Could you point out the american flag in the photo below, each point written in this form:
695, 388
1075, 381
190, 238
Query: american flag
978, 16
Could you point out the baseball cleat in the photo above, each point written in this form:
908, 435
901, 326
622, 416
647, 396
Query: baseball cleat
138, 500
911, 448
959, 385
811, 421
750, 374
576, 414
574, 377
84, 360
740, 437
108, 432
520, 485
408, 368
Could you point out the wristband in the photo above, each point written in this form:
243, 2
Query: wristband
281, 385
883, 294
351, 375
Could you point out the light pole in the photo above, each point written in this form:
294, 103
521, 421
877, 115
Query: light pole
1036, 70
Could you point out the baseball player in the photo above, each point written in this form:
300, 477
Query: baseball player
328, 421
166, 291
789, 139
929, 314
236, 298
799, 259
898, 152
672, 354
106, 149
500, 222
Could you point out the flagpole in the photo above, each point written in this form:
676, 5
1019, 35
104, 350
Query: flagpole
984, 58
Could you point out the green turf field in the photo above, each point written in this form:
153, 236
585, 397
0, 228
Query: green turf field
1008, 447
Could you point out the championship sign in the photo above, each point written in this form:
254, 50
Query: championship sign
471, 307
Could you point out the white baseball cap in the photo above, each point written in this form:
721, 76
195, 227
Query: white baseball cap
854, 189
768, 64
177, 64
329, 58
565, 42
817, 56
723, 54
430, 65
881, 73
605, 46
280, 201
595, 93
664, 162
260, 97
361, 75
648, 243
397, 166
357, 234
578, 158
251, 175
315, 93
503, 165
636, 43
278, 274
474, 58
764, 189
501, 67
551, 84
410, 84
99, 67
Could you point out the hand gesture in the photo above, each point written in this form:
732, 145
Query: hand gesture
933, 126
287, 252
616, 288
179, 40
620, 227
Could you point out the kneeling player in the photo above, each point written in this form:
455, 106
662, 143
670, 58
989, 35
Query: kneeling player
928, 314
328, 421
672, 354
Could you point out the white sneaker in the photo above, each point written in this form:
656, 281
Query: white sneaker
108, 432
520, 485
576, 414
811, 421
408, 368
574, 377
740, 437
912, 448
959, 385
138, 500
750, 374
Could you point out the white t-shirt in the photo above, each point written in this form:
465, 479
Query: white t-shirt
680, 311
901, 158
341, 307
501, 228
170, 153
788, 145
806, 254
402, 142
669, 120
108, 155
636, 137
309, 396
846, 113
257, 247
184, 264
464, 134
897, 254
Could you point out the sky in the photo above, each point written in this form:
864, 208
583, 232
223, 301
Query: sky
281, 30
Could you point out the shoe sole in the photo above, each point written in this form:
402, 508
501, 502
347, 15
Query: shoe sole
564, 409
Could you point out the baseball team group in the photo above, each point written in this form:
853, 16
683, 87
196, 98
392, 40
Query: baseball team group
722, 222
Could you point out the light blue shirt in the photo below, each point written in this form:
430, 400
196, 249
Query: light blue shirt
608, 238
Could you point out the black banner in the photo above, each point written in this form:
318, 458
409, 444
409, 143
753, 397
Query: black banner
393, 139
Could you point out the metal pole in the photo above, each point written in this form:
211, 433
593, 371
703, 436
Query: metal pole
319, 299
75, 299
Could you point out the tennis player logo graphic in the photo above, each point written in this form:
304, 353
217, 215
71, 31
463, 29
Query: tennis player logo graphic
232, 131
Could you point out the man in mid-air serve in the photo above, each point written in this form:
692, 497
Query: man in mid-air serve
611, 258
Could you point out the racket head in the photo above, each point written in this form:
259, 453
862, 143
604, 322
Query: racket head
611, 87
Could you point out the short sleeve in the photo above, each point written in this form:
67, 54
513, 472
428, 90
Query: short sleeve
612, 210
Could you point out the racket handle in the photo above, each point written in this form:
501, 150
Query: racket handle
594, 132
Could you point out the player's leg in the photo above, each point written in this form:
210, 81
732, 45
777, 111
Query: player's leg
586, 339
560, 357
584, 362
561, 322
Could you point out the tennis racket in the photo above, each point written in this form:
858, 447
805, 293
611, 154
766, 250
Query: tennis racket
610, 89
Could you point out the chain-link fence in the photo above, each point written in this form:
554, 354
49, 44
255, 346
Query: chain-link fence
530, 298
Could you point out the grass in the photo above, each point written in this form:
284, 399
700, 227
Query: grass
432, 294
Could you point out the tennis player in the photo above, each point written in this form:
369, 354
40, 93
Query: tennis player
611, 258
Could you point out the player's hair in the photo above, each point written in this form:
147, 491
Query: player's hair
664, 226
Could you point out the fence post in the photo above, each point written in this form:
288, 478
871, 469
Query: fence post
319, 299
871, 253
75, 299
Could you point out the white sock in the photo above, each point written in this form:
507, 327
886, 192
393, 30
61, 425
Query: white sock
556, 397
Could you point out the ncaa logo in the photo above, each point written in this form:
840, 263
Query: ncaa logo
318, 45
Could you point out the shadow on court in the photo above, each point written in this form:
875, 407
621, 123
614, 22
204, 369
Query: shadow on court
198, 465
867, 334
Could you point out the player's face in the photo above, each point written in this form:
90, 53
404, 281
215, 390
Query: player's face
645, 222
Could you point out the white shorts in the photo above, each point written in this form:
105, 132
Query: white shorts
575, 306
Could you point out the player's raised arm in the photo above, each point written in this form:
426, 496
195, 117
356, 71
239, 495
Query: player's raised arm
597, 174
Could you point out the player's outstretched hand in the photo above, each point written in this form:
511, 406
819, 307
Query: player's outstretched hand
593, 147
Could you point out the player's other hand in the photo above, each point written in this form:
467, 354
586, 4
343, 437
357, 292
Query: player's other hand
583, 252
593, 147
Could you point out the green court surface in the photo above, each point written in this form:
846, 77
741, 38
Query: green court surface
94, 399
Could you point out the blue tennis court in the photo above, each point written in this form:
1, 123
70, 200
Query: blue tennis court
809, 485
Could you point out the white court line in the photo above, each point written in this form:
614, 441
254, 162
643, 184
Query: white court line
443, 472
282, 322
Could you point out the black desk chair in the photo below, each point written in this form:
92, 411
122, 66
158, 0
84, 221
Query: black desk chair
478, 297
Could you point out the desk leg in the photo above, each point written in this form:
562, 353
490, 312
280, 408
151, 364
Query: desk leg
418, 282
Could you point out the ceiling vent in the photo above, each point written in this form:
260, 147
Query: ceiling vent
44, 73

========

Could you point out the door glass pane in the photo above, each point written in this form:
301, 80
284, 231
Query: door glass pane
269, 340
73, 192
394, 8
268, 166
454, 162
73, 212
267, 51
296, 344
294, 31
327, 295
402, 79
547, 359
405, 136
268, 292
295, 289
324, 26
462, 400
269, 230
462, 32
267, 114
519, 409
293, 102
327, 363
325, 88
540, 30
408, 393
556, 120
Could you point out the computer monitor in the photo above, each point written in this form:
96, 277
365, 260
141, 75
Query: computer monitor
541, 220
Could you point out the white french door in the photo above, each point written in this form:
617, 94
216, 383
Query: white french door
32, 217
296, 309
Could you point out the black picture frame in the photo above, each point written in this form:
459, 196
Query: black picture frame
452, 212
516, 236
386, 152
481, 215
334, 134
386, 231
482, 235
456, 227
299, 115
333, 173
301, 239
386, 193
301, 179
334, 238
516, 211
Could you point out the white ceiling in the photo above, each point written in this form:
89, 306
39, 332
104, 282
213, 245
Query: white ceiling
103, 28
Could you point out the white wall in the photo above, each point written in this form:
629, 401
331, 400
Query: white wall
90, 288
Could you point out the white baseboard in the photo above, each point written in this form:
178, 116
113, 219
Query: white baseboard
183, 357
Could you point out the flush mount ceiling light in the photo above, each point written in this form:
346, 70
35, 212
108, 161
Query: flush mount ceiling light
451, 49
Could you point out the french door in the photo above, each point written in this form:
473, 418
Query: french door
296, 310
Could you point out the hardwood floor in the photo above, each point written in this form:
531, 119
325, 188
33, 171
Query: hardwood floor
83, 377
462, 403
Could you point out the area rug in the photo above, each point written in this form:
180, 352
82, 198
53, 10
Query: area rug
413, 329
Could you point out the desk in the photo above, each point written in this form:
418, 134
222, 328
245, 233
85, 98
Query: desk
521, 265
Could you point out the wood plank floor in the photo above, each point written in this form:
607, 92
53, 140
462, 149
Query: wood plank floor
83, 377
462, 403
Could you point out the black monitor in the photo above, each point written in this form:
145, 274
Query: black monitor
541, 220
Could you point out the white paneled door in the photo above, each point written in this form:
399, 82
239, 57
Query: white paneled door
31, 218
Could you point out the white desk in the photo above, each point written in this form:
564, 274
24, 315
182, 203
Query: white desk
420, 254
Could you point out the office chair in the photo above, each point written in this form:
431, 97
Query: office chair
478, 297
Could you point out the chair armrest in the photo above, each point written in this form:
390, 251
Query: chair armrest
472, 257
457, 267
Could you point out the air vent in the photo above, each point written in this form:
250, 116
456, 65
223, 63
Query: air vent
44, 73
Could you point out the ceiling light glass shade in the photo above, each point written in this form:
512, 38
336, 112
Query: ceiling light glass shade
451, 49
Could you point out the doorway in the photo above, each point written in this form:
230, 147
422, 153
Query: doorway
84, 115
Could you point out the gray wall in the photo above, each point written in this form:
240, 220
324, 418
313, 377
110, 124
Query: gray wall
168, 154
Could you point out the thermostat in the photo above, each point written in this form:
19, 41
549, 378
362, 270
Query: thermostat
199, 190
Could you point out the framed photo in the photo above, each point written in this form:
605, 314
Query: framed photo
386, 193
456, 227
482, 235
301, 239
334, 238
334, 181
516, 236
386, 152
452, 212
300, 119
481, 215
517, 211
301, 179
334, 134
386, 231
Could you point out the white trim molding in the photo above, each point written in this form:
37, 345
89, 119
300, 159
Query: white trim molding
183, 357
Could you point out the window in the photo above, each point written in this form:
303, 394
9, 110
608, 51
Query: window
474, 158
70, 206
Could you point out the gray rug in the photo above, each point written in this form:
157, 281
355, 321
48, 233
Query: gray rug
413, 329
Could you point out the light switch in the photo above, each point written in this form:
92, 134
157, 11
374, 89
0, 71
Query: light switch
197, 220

========

■ Set task
Collect every line in the material above that contains the string "switch", matching case exactly.

■ Expected answer
Could you point out the light switch in the photo above, each point written in this form:
Query: light switch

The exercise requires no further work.